* [What you have to do]: Copy the lines of the listing below verbatim, beginning with the line containing "Every instance of the white cloud" and continuing through the line containing "[(550, 112), (626, 339), (35, 249), (64, 264)]".

* [Entries provided]:

>> begin

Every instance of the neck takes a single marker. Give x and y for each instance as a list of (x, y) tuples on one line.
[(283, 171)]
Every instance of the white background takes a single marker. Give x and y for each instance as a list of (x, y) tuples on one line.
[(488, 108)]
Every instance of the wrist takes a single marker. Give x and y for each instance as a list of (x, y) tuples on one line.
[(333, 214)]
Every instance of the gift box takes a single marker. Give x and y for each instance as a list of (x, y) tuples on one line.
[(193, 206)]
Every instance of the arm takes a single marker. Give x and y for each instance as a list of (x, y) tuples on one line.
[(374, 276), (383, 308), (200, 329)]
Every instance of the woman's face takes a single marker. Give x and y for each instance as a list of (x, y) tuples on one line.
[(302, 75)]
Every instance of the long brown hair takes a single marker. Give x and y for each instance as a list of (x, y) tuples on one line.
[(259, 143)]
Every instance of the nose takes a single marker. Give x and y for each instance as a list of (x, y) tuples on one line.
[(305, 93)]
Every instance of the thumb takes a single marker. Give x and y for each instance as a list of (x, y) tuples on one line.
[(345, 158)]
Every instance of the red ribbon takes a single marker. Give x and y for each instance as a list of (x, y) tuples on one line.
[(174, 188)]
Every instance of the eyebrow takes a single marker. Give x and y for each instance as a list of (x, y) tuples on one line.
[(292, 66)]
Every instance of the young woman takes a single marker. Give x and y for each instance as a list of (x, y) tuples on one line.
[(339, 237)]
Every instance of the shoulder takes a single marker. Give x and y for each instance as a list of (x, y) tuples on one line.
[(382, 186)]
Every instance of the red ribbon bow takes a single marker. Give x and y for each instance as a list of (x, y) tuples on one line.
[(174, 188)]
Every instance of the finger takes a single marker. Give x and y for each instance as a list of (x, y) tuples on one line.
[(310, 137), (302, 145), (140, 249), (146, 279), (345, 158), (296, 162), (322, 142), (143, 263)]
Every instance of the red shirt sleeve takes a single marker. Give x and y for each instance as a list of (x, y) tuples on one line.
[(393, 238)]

>> end
>> begin

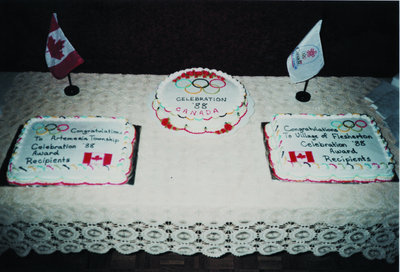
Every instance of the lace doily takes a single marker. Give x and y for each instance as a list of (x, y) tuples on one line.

>> end
>> begin

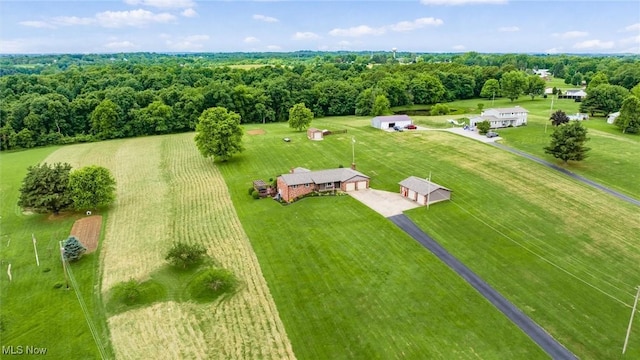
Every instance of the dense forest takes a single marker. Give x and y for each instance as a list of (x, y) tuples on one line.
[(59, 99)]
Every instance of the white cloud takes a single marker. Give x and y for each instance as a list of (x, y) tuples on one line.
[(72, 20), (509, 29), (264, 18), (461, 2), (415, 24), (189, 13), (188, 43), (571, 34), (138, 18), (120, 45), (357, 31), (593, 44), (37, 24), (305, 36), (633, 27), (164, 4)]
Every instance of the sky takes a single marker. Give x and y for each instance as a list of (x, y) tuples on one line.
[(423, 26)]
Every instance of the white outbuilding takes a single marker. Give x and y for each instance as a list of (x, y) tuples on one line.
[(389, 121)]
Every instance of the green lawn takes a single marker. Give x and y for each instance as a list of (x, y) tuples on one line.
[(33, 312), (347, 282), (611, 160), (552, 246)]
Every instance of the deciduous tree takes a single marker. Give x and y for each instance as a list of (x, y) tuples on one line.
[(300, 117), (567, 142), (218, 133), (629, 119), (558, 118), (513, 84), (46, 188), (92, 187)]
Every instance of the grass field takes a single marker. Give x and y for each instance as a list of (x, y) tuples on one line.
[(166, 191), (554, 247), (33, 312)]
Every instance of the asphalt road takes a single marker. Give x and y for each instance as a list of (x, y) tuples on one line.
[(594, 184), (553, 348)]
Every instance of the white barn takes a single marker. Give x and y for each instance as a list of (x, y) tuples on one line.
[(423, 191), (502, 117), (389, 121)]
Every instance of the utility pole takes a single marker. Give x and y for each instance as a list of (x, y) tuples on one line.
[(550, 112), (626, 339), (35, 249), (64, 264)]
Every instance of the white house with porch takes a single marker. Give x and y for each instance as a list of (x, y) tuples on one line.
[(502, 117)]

>> end

* [Written response]:
Every instance of the white cloud takes a single marker. Give x and y for each instance as a list of (x, y) tuples on one line.
[(72, 20), (509, 29), (264, 18), (461, 2), (415, 24), (189, 13), (188, 43), (571, 34), (138, 18), (120, 45), (357, 31), (593, 44), (37, 24), (305, 36), (633, 27), (164, 4)]
Every instance of the sky takes a single marker. Give x and y for each instance as a list of (x, y) tuples on one line.
[(423, 26)]
Every instance of the white outbuilding takes a single marker. Give x and y for each instance as a list of (x, y) tuples on one line.
[(389, 121)]
Every instance of the green lawn takes a single marker. Give x and y for each instance as a list of (x, y) tuples on one line.
[(33, 312), (347, 282), (611, 160), (552, 246)]
Every instance of the deciduous tree takes a single marker. Give x and y for each instance as a list of (x, y) tuples on one line.
[(300, 117), (567, 142), (218, 133), (629, 119), (558, 118), (513, 84), (46, 188), (92, 187)]
Every instance of the grass field takes a single marker. Give x and y for each instance as a list of (x, y) tuples on one line.
[(166, 191), (554, 247), (33, 312)]
Every instance of the asphalt road takes a single marker. Give x and y for each instance as a list of (x, y) tuples on one line.
[(594, 184), (553, 348)]
Every instance of the white barn takes a single marker. Give x and y for each instance as a list of (x, y) tuples on one line.
[(423, 191), (502, 117), (389, 121)]
Every instance of the utility pole takes a single marker. Give x and y for each instance as a list of (x, y) tuples on one line.
[(550, 112), (626, 339), (35, 249), (64, 264)]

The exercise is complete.